-- Opening Marker --

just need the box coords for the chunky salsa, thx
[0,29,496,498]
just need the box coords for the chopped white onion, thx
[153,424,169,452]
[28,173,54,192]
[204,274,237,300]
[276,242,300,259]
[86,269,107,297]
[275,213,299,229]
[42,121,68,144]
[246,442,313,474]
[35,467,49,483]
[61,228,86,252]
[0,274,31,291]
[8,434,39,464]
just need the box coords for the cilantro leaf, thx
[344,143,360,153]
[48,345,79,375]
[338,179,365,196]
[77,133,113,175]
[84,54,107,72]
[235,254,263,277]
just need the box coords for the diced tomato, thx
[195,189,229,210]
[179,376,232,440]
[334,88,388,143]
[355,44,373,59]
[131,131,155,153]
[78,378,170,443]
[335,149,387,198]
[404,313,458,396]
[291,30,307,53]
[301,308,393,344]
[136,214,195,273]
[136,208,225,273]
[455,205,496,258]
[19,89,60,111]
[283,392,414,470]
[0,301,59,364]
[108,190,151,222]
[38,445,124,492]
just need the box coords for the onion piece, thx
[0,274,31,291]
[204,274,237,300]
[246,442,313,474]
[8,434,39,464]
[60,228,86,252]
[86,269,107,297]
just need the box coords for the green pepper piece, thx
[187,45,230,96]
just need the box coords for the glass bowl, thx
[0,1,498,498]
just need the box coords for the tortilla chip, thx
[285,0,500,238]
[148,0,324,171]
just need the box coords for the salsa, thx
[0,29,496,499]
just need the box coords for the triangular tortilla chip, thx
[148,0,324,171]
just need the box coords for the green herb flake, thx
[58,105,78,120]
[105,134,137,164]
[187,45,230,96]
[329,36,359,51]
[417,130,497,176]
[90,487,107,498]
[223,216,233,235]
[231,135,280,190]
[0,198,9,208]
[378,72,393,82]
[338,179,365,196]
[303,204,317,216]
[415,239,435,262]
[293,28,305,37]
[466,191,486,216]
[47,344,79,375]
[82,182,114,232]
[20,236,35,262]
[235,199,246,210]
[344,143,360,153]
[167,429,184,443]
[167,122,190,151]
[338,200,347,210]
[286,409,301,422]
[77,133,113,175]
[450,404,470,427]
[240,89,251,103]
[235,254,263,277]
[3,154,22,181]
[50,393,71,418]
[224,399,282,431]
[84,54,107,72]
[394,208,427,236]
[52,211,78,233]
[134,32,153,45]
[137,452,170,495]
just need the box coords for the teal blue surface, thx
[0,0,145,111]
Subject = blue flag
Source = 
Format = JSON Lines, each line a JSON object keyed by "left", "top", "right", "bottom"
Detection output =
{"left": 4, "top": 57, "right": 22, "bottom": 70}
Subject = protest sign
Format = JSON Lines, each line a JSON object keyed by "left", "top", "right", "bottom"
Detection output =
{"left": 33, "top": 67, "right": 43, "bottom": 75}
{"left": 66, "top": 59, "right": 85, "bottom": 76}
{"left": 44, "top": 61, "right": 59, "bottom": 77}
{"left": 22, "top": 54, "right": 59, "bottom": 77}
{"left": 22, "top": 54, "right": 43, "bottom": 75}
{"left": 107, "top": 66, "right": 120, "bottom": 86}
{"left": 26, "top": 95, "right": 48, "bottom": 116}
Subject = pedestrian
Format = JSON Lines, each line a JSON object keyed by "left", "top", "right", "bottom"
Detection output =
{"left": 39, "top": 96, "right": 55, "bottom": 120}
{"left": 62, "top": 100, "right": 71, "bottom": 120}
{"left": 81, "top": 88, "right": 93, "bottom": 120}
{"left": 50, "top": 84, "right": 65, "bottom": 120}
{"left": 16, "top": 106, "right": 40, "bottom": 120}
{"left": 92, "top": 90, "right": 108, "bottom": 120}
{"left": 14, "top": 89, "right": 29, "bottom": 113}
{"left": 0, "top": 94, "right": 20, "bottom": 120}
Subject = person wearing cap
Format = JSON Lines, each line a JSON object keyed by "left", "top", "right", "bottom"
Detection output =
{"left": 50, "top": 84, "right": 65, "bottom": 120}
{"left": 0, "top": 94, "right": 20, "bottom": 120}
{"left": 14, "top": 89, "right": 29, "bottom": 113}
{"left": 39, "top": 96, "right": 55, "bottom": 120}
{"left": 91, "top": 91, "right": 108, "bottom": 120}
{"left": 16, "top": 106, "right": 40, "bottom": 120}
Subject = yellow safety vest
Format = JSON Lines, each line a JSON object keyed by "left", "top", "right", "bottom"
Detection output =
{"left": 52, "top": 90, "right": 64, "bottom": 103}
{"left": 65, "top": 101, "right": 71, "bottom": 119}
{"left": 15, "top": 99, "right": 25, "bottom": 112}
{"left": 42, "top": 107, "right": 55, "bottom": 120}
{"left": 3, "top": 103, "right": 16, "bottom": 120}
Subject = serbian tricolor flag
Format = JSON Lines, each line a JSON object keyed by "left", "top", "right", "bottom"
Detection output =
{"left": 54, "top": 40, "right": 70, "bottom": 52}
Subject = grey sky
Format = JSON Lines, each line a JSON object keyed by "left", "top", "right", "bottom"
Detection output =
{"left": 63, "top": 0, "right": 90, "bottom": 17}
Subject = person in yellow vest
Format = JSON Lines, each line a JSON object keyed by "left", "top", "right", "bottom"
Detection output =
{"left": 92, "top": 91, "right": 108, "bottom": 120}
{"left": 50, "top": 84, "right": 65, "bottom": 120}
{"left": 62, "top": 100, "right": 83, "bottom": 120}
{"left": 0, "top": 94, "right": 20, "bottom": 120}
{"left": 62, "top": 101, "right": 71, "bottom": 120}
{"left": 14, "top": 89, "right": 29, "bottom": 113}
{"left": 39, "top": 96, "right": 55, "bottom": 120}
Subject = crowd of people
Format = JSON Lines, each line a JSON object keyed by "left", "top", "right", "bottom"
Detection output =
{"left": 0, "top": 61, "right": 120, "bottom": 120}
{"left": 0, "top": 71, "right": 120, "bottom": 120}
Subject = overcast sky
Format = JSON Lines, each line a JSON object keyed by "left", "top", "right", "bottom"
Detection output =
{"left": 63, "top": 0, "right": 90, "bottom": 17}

-- Closing Marker --

Required work:
All of the material above must be transcribed exactly, with no line dropped.

Answer section:
just need the box coords for the chunky salsa, thx
[0,29,496,498]
just need the box coords for the chopped white onion, thx
[153,424,169,452]
[28,173,54,192]
[204,274,237,300]
[276,242,300,259]
[86,269,107,297]
[275,213,299,229]
[42,121,68,144]
[246,442,313,474]
[35,467,49,483]
[61,228,86,252]
[0,274,31,291]
[8,434,39,464]
just need the box coords for the cilantro leaf, thx
[344,143,360,153]
[48,345,79,375]
[338,179,365,196]
[77,133,113,175]
[84,54,107,72]
[235,254,263,277]
just need the box coords for the diced tomato, thx
[195,189,229,210]
[179,376,232,440]
[334,88,388,143]
[355,44,373,59]
[131,131,155,153]
[78,378,170,443]
[335,149,387,198]
[404,313,458,396]
[291,30,307,53]
[301,308,393,344]
[136,214,195,273]
[136,208,225,273]
[455,205,496,258]
[19,89,60,111]
[283,392,414,470]
[0,301,59,364]
[108,190,151,222]
[38,445,124,492]
just need the box coords for the onion piece, thx
[0,274,31,291]
[204,274,237,300]
[246,442,313,474]
[8,434,39,464]
[60,228,86,252]
[86,269,107,297]
just need the box coords for the green pepper piece, thx
[187,45,230,96]
just need the box coords for the glass bowl, thx
[0,1,498,498]
just need the box coords for the tortilla chip, thx
[285,0,500,238]
[148,0,324,171]
just need the box coords for the salsa, thx
[0,29,496,499]
just need the box coords for the triangular tortilla chip, thx
[148,0,324,171]
just need the box coords for the green herb flake, thx
[58,105,78,120]
[105,134,137,164]
[187,45,230,96]
[329,36,359,51]
[417,130,497,176]
[90,487,107,498]
[223,216,233,235]
[231,135,280,190]
[0,198,9,208]
[378,72,393,82]
[338,179,365,196]
[303,204,317,216]
[415,239,435,262]
[293,28,305,37]
[466,191,486,216]
[47,344,79,375]
[82,182,114,232]
[20,236,35,262]
[235,199,246,210]
[344,143,360,153]
[167,429,184,443]
[167,122,190,151]
[338,200,347,210]
[286,409,301,422]
[77,133,113,175]
[450,404,470,427]
[240,89,251,103]
[235,254,263,277]
[3,154,22,181]
[50,393,71,418]
[224,399,282,431]
[84,54,107,72]
[394,208,427,236]
[52,211,78,233]
[134,32,153,45]
[137,452,170,495]
just need the box coords for the teal blue surface, thx
[0,0,145,111]
Subject = blue flag
Source = 
Format = JSON Lines, each line a JSON object keyed by "left", "top", "right", "bottom"
Detection output =
{"left": 4, "top": 57, "right": 22, "bottom": 70}
Subject = protest sign
Format = JSON Lines, each line a JSON object keyed by "left", "top", "right", "bottom"
Detection output =
{"left": 33, "top": 67, "right": 43, "bottom": 75}
{"left": 66, "top": 59, "right": 85, "bottom": 76}
{"left": 44, "top": 61, "right": 59, "bottom": 77}
{"left": 22, "top": 54, "right": 59, "bottom": 77}
{"left": 22, "top": 54, "right": 43, "bottom": 75}
{"left": 107, "top": 66, "right": 120, "bottom": 86}
{"left": 26, "top": 95, "right": 48, "bottom": 116}
Subject = pedestrian
Format = JSON Lines, each line a JSON object keyed by "left", "top", "right", "bottom"
Detection output =
{"left": 39, "top": 96, "right": 55, "bottom": 120}
{"left": 62, "top": 100, "right": 71, "bottom": 120}
{"left": 81, "top": 88, "right": 93, "bottom": 120}
{"left": 50, "top": 84, "right": 65, "bottom": 120}
{"left": 16, "top": 106, "right": 40, "bottom": 120}
{"left": 92, "top": 90, "right": 108, "bottom": 120}
{"left": 14, "top": 89, "right": 29, "bottom": 113}
{"left": 0, "top": 94, "right": 20, "bottom": 120}
Subject = person wearing cap
Format = JSON Lines, each line a JSON object keyed by "left", "top", "right", "bottom"
Detection output =
{"left": 50, "top": 84, "right": 65, "bottom": 120}
{"left": 0, "top": 94, "right": 20, "bottom": 120}
{"left": 14, "top": 89, "right": 29, "bottom": 113}
{"left": 39, "top": 96, "right": 55, "bottom": 120}
{"left": 91, "top": 91, "right": 108, "bottom": 120}
{"left": 16, "top": 106, "right": 40, "bottom": 120}
Subject = yellow safety vest
Format = JSON Lines, each line a JSON object keyed by "left", "top", "right", "bottom"
Detection output =
{"left": 52, "top": 90, "right": 64, "bottom": 103}
{"left": 65, "top": 101, "right": 71, "bottom": 119}
{"left": 15, "top": 99, "right": 25, "bottom": 112}
{"left": 42, "top": 107, "right": 55, "bottom": 120}
{"left": 3, "top": 103, "right": 16, "bottom": 120}
Subject = serbian tricolor flag
Format = JSON Lines, each line a JSON object keyed by "left", "top", "right", "bottom"
Detection output =
{"left": 54, "top": 40, "right": 70, "bottom": 52}
Subject = grey sky
Format = JSON Lines, each line a JSON object keyed by "left", "top", "right", "bottom"
Detection output =
{"left": 63, "top": 0, "right": 90, "bottom": 17}
Subject = person in yellow vest
Format = JSON Lines, each line a JSON object keyed by "left", "top", "right", "bottom"
Detection output =
{"left": 92, "top": 91, "right": 108, "bottom": 120}
{"left": 50, "top": 84, "right": 65, "bottom": 120}
{"left": 62, "top": 100, "right": 83, "bottom": 120}
{"left": 0, "top": 94, "right": 20, "bottom": 120}
{"left": 62, "top": 101, "right": 71, "bottom": 120}
{"left": 14, "top": 89, "right": 29, "bottom": 113}
{"left": 39, "top": 96, "right": 55, "bottom": 120}
Subject = crowd of people
Format = JSON Lines, each line a JSON object keyed by "left", "top", "right", "bottom"
Detection output =
{"left": 0, "top": 61, "right": 120, "bottom": 120}
{"left": 0, "top": 71, "right": 120, "bottom": 120}
Subject = overcast sky
Format = JSON Lines, each line a JSON object keyed by "left", "top", "right", "bottom"
Detection output =
{"left": 63, "top": 0, "right": 90, "bottom": 17}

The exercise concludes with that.